Stored entries
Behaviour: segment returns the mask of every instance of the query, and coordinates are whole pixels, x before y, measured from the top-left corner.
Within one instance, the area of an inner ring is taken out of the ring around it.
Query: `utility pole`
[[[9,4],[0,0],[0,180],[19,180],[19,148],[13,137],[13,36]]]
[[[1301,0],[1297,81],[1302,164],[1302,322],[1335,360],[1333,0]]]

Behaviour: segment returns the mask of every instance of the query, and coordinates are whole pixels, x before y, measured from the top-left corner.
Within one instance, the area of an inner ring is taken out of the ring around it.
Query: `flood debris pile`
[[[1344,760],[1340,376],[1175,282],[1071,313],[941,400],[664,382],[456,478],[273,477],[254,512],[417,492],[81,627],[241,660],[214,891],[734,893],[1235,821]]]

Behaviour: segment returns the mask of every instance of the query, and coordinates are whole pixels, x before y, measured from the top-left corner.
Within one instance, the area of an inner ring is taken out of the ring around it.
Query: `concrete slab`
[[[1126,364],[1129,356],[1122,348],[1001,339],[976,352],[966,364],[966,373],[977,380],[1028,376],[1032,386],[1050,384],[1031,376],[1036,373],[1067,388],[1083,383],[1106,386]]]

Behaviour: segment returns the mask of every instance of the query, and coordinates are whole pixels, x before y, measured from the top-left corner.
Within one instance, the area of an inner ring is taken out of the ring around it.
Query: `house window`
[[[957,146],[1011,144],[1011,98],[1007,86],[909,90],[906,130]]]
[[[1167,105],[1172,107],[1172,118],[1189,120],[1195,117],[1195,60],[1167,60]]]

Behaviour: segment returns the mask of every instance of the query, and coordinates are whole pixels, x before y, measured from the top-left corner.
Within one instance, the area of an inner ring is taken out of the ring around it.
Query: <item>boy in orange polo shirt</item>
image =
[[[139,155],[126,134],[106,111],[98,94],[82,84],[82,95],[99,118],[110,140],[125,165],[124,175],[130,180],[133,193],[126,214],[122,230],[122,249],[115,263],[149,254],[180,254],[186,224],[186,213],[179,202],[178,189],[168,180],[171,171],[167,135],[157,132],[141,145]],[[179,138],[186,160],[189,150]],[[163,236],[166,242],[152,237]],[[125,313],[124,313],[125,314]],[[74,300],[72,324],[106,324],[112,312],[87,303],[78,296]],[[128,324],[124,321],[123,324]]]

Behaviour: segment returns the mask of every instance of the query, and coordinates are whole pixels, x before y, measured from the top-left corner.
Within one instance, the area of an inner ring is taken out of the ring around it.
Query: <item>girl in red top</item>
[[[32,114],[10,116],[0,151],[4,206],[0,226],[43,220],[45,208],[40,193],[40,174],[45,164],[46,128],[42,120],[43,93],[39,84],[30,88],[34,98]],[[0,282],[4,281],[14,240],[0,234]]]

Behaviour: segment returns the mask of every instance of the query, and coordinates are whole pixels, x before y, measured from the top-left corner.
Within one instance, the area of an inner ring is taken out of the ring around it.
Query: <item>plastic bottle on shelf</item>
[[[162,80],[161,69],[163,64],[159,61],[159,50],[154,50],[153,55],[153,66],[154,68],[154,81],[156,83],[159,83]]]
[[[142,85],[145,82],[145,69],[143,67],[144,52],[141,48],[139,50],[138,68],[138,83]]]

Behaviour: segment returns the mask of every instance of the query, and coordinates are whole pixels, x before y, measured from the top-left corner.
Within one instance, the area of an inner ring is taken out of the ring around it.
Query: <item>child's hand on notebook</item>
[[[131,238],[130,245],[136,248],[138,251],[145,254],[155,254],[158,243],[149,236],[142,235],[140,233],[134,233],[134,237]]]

--

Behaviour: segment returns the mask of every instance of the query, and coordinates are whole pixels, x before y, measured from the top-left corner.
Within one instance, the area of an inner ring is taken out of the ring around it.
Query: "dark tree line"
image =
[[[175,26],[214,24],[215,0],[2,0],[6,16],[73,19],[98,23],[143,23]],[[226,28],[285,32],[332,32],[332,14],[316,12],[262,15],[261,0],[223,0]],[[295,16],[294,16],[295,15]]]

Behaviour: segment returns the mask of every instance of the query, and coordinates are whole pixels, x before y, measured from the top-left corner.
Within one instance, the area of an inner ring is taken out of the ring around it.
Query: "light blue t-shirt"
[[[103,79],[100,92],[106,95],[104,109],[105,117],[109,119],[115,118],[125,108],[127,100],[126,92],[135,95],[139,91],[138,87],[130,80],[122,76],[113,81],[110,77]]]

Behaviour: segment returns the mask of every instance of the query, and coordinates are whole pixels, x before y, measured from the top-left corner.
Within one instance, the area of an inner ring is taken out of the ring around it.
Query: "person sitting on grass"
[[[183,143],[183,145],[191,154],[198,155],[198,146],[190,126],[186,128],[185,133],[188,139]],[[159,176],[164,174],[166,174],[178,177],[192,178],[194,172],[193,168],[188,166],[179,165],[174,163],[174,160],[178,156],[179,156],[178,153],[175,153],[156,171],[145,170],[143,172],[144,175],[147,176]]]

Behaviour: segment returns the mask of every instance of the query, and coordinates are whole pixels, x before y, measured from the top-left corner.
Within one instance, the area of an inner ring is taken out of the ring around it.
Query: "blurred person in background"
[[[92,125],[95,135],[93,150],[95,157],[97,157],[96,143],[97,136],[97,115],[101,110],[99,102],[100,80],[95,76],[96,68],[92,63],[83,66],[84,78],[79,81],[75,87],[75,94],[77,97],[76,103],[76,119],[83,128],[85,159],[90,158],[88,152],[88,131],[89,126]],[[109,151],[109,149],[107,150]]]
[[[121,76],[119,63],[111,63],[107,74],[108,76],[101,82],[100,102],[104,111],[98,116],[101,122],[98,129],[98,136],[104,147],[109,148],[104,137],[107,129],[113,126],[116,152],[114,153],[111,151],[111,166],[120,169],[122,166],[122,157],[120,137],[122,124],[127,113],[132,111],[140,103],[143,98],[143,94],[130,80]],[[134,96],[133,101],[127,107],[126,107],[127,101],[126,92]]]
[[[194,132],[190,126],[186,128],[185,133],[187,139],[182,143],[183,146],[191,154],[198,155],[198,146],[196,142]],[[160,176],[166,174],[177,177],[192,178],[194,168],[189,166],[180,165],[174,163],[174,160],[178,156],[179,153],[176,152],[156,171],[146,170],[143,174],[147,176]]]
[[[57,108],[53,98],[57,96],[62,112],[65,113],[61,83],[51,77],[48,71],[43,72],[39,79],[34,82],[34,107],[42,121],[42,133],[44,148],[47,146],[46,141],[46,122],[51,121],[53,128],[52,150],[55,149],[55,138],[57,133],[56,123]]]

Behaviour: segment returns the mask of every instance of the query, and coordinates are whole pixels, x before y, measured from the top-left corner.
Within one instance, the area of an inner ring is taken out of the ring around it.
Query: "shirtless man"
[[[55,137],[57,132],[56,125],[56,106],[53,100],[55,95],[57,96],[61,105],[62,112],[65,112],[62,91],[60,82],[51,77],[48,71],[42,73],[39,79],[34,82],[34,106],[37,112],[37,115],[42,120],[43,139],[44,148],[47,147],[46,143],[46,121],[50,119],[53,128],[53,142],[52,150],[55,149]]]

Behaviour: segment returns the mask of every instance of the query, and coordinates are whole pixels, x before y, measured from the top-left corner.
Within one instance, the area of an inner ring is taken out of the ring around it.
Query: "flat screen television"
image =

* What is asked *
Which lines in the material above contain the word "person"? Find each one and copy it out.

* Written solution *
Query: "person sitting on grass"
Query: "blurred person in background"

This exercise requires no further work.